**TEXT EXCERPT**

★ ★ ★ ★ ★ ★ ★

On 1/19/2021 9:02 AM, Todd Herr wrote:>
Other concerns were raised about privacy and security issues that
might be inherent in and unique to adding this kind of functionality,
issues that may not have been fully discussed or understood by the
community over the years. There was also a question about whether or
not this is something that people are asking for.
Reporting concepts were in the each DKIM Policy proposal (SSP, DSAP,
ADSP) -- a "-r" tag option to send reports. The main concerns were
unsolicited report abuse. The DSAP proposal (my own) recognize it
could be optional so it provided:
https://tools.ietf.org/html/draft-santos-dkim-dsap-00
4.5. DSAP Tag: r=<abuse-address>
This tag is optional. If not defined, the default is no abuse-
address is available.
<abuse-address> is either the user-part or a FQDN email address to
optional send abuse reports.
Examples:
r=abuse
[email protected]
If only the user-part is defined, then the full address is
established by using the originating address domain.
DKIM verifiers have the option to honor or not honor this reporting
address. DKIM signers MUST be aware this reporting address may not
be utilized by verifiers.
Verifiers should be aware this reporting address can be a source of
an report attack vector (Section 7.4). One possible implementation
considerations would to limit the report to one report only and to
track the reception and/or response of the reporting.

★ ★ ★ ★ ★ ★ ★

**EXCERPTED DATA**
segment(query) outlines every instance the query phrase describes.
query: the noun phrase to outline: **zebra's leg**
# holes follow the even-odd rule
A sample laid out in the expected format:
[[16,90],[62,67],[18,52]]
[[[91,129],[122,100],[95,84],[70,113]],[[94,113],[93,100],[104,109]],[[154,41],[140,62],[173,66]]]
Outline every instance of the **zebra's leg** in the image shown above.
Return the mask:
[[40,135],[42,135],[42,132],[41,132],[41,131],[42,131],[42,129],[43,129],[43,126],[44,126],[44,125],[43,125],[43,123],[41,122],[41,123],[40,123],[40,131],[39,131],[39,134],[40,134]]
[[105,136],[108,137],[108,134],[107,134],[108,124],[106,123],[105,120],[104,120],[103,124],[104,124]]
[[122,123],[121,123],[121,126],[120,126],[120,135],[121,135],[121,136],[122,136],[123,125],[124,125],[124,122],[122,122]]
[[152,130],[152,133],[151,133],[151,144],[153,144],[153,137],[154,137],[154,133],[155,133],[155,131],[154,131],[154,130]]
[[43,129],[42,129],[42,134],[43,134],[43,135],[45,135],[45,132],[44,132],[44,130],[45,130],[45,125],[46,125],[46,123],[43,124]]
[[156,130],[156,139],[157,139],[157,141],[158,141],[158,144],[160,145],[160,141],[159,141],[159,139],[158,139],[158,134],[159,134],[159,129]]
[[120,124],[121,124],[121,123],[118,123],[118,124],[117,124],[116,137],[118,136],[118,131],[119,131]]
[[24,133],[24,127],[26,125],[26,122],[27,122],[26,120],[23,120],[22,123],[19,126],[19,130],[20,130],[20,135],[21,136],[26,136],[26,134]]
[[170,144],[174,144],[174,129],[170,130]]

★ ★ ★ ★ ★ ★ ★

**EXERCISE**
Translate this sentence from the email excerpt on DKIM reporting into Spanish: "DKIM verifiers have the option to honor or not honor this reporting address." Work only from the email excerpt on DKIM reporting.

**EXPECTED ANSWER**
Los verificadores DKIM tienen la opción de respetar o no respetar esta dirección de notificación.